◆ Records for this task:
──────

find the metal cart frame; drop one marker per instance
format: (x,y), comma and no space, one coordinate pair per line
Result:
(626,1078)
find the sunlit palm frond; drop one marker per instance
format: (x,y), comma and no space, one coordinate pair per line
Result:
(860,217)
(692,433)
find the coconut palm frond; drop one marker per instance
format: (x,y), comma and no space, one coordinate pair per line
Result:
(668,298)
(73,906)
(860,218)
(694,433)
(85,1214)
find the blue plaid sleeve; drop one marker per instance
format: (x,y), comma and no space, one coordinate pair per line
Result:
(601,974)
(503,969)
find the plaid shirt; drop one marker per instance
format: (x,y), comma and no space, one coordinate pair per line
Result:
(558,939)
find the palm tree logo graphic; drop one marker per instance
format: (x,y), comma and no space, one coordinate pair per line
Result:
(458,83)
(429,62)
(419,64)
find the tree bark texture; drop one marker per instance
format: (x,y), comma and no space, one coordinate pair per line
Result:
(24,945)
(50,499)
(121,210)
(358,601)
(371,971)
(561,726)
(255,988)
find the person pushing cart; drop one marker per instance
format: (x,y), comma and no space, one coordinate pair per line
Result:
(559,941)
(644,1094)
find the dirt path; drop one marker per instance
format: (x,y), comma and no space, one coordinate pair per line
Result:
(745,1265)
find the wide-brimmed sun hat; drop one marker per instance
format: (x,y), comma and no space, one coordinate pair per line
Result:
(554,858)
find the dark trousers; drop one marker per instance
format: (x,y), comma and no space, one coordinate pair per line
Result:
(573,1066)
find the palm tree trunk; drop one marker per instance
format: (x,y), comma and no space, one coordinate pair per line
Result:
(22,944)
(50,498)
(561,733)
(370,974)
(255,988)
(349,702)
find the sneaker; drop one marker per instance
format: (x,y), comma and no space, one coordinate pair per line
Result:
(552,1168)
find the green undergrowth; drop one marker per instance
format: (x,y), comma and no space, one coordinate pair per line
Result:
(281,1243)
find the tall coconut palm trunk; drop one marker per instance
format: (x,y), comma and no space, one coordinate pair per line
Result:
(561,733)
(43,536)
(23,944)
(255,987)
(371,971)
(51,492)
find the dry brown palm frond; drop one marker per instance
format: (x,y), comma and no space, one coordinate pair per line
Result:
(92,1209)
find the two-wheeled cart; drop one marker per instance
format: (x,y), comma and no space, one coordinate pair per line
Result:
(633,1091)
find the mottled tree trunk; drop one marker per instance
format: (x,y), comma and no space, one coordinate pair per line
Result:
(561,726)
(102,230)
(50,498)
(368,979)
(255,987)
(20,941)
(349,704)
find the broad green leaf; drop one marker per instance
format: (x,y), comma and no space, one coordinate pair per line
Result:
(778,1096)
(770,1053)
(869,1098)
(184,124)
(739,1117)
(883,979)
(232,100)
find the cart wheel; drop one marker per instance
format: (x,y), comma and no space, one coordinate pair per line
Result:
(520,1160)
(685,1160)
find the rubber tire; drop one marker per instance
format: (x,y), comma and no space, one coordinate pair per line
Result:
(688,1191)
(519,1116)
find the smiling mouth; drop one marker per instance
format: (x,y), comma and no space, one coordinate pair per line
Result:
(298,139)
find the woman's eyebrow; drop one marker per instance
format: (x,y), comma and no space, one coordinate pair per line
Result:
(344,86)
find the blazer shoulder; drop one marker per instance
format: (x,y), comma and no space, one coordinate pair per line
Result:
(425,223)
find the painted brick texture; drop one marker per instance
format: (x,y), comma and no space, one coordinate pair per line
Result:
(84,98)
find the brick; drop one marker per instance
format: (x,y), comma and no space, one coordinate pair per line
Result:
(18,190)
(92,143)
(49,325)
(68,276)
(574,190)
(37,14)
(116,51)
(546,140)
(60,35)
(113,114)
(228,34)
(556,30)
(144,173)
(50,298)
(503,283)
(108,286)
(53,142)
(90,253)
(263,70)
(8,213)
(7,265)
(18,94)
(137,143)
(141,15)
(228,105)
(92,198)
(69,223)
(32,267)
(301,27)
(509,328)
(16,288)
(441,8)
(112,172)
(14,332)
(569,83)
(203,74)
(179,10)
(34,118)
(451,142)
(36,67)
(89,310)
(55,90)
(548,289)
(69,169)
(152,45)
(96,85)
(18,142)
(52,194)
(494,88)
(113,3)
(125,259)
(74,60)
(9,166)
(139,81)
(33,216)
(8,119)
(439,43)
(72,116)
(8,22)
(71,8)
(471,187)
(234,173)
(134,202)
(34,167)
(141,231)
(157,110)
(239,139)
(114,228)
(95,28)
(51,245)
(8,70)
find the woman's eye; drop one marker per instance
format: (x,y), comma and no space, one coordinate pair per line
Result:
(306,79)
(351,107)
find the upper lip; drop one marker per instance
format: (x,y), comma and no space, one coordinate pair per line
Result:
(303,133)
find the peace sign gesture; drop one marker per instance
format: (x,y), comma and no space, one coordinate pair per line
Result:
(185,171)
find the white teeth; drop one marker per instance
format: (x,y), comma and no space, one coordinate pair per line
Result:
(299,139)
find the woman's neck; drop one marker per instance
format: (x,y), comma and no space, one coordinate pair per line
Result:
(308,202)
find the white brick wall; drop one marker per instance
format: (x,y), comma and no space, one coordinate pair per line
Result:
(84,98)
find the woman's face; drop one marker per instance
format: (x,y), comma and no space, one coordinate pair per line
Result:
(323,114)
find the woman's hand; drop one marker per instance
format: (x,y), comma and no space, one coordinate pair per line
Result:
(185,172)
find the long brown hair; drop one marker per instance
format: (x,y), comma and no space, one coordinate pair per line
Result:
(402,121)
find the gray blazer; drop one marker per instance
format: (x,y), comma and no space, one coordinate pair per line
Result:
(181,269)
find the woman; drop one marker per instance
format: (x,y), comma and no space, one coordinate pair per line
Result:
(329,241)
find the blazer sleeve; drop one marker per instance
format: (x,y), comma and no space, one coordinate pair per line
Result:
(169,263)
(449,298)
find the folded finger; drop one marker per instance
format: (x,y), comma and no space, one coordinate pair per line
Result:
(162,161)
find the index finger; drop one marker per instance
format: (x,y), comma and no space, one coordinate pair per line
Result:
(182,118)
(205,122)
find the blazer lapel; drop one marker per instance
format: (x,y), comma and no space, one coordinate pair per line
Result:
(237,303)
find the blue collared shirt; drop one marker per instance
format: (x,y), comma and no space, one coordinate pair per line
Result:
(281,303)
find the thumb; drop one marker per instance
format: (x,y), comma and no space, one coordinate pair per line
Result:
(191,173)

──────

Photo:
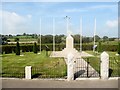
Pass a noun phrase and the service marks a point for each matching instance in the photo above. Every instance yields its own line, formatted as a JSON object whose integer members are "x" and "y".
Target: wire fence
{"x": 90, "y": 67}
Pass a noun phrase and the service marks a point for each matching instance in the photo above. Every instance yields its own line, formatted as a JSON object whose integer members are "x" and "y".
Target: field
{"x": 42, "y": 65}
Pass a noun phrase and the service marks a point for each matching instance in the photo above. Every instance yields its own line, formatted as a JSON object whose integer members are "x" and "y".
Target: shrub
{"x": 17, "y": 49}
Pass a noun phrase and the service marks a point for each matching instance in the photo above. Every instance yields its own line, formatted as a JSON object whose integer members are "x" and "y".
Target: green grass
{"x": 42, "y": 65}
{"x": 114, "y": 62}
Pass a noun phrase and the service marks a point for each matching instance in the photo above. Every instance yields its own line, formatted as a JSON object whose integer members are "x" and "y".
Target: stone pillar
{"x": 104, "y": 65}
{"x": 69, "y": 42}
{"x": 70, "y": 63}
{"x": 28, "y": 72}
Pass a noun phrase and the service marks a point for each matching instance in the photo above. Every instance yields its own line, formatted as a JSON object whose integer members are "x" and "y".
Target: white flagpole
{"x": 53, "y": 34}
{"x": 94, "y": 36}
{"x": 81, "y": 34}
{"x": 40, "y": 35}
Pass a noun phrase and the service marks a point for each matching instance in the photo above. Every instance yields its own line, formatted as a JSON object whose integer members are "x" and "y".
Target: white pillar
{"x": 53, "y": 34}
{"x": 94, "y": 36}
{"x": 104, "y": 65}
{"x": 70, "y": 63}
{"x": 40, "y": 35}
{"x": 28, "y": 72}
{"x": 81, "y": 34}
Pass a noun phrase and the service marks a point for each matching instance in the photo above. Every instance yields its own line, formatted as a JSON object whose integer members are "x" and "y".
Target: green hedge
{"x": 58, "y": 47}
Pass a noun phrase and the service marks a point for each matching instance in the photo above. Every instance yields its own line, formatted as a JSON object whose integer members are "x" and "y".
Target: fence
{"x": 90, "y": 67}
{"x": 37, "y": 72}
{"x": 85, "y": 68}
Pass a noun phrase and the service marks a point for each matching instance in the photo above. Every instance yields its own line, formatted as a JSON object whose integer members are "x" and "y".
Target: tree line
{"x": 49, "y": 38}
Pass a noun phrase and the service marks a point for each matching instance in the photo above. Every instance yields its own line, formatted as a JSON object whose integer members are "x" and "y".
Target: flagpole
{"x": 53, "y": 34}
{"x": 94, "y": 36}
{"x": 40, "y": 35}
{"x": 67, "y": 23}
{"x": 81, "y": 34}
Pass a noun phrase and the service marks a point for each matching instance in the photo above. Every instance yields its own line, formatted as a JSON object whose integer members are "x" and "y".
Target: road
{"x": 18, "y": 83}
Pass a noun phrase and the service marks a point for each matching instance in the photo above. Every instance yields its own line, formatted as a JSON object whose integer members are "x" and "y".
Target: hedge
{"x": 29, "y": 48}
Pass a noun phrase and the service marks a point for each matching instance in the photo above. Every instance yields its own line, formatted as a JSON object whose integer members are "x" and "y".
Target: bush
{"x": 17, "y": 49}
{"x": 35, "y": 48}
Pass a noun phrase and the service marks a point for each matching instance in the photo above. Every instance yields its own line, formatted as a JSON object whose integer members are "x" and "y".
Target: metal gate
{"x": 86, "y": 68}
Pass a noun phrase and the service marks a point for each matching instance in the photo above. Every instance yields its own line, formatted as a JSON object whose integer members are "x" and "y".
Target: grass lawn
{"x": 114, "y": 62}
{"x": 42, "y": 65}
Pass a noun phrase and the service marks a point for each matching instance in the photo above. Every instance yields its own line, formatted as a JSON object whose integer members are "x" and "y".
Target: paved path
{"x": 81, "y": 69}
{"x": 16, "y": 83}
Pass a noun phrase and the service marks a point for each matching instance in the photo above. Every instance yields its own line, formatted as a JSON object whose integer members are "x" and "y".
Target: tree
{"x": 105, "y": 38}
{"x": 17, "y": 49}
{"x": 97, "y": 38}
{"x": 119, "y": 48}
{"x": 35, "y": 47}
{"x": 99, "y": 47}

──────

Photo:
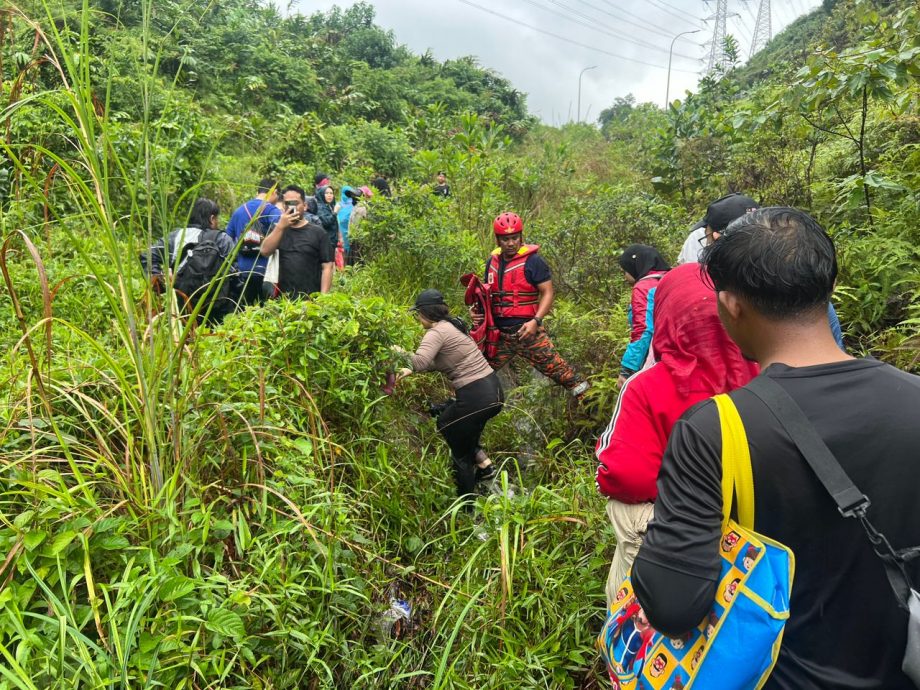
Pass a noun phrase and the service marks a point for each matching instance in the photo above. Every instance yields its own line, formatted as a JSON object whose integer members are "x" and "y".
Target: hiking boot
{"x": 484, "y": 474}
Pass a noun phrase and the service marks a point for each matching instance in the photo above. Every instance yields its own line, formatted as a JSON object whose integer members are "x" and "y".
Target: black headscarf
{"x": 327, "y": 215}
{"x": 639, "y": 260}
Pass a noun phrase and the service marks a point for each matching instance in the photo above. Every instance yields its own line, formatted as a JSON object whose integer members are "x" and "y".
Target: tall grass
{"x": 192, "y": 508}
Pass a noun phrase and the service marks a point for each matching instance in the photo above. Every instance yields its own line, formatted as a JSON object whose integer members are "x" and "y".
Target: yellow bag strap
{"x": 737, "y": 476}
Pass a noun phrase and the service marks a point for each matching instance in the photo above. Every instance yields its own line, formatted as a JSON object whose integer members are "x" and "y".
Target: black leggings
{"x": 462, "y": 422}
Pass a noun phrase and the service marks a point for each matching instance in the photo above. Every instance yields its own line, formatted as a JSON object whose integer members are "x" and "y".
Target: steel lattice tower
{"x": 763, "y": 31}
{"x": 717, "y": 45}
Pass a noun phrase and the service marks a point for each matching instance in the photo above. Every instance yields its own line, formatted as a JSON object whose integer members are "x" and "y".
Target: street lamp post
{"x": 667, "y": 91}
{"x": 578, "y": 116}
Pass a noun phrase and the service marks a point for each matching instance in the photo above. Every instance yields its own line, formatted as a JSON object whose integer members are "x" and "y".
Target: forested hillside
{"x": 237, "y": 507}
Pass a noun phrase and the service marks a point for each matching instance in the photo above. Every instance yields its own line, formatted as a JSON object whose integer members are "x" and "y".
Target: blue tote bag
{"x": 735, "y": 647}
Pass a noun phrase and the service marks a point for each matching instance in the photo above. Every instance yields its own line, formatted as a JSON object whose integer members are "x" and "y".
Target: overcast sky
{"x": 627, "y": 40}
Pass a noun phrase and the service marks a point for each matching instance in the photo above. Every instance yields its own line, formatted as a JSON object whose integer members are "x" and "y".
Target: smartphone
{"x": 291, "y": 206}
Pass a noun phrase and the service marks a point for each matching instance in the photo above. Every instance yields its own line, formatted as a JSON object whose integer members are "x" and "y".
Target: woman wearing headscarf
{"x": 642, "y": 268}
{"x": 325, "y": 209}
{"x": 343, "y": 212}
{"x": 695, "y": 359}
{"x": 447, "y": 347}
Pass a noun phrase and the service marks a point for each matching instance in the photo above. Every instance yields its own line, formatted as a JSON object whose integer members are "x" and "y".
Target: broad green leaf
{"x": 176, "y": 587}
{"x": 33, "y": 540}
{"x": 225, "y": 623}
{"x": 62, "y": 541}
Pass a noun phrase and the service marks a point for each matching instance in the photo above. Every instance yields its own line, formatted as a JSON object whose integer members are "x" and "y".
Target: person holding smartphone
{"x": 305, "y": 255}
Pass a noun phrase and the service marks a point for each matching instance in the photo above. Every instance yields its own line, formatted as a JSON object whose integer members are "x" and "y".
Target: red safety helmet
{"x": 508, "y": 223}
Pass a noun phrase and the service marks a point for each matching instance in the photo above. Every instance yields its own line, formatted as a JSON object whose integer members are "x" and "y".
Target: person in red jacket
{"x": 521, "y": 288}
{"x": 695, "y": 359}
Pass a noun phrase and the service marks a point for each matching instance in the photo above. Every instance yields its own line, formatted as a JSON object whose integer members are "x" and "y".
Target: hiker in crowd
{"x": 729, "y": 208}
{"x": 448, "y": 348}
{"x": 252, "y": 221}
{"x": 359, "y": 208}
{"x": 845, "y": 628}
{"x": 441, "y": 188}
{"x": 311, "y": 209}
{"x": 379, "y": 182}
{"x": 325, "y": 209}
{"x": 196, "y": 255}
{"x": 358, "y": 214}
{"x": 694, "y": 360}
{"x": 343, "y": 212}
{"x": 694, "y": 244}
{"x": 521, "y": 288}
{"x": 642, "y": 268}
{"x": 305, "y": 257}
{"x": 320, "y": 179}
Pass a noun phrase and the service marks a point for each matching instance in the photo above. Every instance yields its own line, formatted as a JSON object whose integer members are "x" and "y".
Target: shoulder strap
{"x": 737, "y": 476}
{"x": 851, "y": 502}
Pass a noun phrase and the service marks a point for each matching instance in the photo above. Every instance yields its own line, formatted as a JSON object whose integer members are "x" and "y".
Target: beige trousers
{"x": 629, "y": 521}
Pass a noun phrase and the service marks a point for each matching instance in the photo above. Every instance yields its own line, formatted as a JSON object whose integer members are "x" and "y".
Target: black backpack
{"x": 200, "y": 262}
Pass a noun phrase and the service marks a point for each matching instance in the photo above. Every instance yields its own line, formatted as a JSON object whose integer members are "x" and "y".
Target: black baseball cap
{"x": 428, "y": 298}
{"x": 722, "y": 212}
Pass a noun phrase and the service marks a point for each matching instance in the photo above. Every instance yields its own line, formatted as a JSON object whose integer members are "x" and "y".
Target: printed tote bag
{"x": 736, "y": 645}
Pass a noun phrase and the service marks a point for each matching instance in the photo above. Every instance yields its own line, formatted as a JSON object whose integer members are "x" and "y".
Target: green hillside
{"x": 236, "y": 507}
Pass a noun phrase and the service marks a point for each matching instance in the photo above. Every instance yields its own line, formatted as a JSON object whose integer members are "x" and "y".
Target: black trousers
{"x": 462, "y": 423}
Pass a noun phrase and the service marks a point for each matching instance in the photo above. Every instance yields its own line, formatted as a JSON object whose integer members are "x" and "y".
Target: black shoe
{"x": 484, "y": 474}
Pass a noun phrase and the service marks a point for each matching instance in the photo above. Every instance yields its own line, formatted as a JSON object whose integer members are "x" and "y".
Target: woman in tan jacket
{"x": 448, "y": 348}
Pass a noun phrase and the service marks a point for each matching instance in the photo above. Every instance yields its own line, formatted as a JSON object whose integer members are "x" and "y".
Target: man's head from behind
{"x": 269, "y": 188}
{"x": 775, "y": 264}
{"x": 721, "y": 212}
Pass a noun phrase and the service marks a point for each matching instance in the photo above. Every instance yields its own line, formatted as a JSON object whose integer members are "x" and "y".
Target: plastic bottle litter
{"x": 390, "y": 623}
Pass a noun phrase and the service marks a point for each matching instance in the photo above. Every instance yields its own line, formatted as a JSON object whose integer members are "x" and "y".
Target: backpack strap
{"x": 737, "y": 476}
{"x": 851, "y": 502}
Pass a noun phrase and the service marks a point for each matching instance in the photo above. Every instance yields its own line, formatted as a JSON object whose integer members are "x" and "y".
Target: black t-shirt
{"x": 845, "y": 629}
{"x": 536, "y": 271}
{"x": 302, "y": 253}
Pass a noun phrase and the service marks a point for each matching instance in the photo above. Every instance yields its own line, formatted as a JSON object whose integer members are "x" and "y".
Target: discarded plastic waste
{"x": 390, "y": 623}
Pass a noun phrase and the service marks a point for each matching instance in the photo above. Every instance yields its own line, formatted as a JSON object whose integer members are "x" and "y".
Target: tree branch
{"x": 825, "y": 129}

──────

◆ Required action: Return every line holding the word "sleeve" from the records.

◆ Response for this exercise:
find the blue plaid sleeve; drop one marker per instance
find the blazer sleeve; drop one marker per instance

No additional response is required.